_Prompt A_: In the blog post below about a career change, roughly how long ago did the writer take the big career leap?
_Prompt B_: Summarize the blog post below about a career change in two sentences.
_Prompt C_: Write a continuation of the blog post below about a career change, picking up right after its final line.

_Text under study_:
# # #

Hi friends, I’ve missed you! I know it’s been a while since last we talked, but I took a big career leap about six months ago, and I’ve had to make some choices about my time. You know, the whole “you can have it all just not at the same time” sort of thing.
This new job came at a time where I’ve got many complex demands on my time, emotions, and attention – important relationships, raising healthy and kind kids, and surviving emotionally in a complicated, often scary, world. This complexity is not something I, alone am dealing with. As I have shared my observations with friends and colleagues about these last few months, their experiences mirror my own, and I hear the same words over and over and over.
Life is hard.
It’s just so much.
Why is it SO HARD?

# # #

_Records provided_:
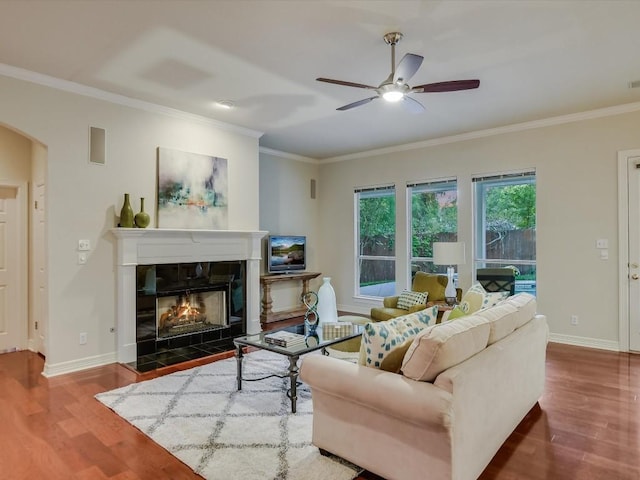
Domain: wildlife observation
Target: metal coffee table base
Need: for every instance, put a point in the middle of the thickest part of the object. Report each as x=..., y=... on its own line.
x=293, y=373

# # #

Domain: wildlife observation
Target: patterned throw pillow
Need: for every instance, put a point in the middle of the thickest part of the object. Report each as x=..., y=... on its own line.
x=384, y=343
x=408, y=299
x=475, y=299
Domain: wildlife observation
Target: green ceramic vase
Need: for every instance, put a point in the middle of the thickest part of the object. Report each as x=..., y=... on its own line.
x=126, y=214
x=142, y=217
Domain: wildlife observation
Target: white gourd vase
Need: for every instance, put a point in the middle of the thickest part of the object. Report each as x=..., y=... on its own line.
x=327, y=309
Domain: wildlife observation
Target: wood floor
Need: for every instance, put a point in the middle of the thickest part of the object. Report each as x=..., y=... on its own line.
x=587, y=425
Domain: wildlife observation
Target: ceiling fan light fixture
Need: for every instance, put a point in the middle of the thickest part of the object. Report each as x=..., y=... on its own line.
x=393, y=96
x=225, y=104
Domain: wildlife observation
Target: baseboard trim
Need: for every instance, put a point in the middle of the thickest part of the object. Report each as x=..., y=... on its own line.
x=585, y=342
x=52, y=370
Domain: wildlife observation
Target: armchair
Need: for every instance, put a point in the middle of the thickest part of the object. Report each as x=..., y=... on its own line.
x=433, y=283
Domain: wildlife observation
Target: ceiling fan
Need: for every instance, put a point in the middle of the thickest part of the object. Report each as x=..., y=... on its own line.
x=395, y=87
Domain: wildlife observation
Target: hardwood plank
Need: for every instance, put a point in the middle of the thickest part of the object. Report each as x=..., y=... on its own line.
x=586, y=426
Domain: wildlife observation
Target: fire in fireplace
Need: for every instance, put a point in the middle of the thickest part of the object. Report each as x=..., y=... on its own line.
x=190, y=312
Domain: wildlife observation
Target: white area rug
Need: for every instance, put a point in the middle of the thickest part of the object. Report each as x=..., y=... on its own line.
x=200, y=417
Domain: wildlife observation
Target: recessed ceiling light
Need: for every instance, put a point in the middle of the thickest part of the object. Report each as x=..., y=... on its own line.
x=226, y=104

# # #

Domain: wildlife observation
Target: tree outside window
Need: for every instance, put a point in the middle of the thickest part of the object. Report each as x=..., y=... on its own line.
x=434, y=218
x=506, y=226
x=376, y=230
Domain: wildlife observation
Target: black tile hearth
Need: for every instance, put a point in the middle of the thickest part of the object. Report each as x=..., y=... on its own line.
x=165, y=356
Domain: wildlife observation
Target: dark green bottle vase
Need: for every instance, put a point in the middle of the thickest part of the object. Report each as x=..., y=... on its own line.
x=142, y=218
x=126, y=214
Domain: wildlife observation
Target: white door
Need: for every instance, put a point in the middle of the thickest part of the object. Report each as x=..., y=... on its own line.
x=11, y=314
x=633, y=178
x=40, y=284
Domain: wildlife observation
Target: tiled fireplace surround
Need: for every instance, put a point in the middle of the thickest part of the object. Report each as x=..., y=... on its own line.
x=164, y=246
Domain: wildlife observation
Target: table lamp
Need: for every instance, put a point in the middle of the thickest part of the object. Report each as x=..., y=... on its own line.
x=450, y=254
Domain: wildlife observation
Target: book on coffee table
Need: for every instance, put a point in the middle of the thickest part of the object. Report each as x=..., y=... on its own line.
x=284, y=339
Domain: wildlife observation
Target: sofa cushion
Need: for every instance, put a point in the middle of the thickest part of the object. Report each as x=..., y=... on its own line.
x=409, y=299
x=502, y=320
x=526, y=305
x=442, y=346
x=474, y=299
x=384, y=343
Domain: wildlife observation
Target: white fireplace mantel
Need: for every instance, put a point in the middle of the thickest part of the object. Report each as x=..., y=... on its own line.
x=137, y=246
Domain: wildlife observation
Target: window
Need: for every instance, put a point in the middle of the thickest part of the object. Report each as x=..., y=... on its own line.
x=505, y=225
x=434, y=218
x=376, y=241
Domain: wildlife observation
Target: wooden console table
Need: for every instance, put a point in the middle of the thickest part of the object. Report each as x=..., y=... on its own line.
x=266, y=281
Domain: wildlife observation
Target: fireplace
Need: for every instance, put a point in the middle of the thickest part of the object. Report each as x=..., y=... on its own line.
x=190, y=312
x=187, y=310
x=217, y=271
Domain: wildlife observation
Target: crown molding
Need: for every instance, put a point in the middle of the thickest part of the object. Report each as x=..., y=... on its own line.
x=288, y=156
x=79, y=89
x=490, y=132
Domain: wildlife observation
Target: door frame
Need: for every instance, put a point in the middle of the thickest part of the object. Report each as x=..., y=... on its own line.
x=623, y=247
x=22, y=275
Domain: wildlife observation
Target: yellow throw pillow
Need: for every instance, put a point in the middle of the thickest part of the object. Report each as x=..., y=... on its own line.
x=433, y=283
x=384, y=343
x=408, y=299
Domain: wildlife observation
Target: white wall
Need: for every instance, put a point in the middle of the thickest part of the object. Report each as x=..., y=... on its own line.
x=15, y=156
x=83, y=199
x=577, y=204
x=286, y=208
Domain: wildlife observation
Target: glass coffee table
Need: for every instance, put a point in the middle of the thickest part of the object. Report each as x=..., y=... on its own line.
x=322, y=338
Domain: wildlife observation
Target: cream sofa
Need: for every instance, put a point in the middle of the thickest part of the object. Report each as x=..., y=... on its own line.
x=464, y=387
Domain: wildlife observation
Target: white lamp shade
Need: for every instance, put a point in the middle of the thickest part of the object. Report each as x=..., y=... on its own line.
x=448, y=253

# # #

_Written answer A_: About six months ago.

_Written answer B_: The writer has been away for a while after taking a big career leap about six months ago, which forced choices about how to spend their time. The new job arrived amid heavy demands from relationships, raising kids, and coping with a complicated world, and friends and colleagues describe the same struggle, repeating that life is hard.

_Written answer C_:
The concept of “midlife” is not just an excuse to sell us insurance and yoga pants
A few weeks ago, as I was losing my sh*t with my sister after a lovely session of sunrise yoga (as I am wont to do) she pointed out to me that “midlife” is a cliche for a reason. Everyone spends their 20’s gunning hard for what they want out of life at that tender age – a good education, a good job, career advancement, a social life that looks like whatever you believe the ideal to be, and probably some sort of life partnership or love or kids or whatever floats your boat. Then, you hit your 30s, and things START TO HAPPEN! You get a promotion, you get “the job”, you meet someone great, you pee on a stick, you buy a house, etc. etc.
Then WHAM. You turn 40. 41. 42. 43….The kids are getting older. Starting school (Kindergarten. Middle School. HIGH SCHOOL.) They have opinions and interests, which require you signing them up for teams and activities that THEY want to do, your schedule or sanity be damned. And then your job is really heating up too. You have presentations to prepare with 12 hours notice, on the same night you are required to spend 3 hours on soccer fields with no wifi. Your house is a disaster, there’s no food in the fridge and laundry is piling up. Perhaps it’s not kids taking up this space, instead it’s aging parents, aging pets, friends (who are like family), divorces, illnesses….the list of competing demands is seemingly endless.
And you look around and think, IS THIS IT? IS THIS WHAT I WORKED SO HARD FOR?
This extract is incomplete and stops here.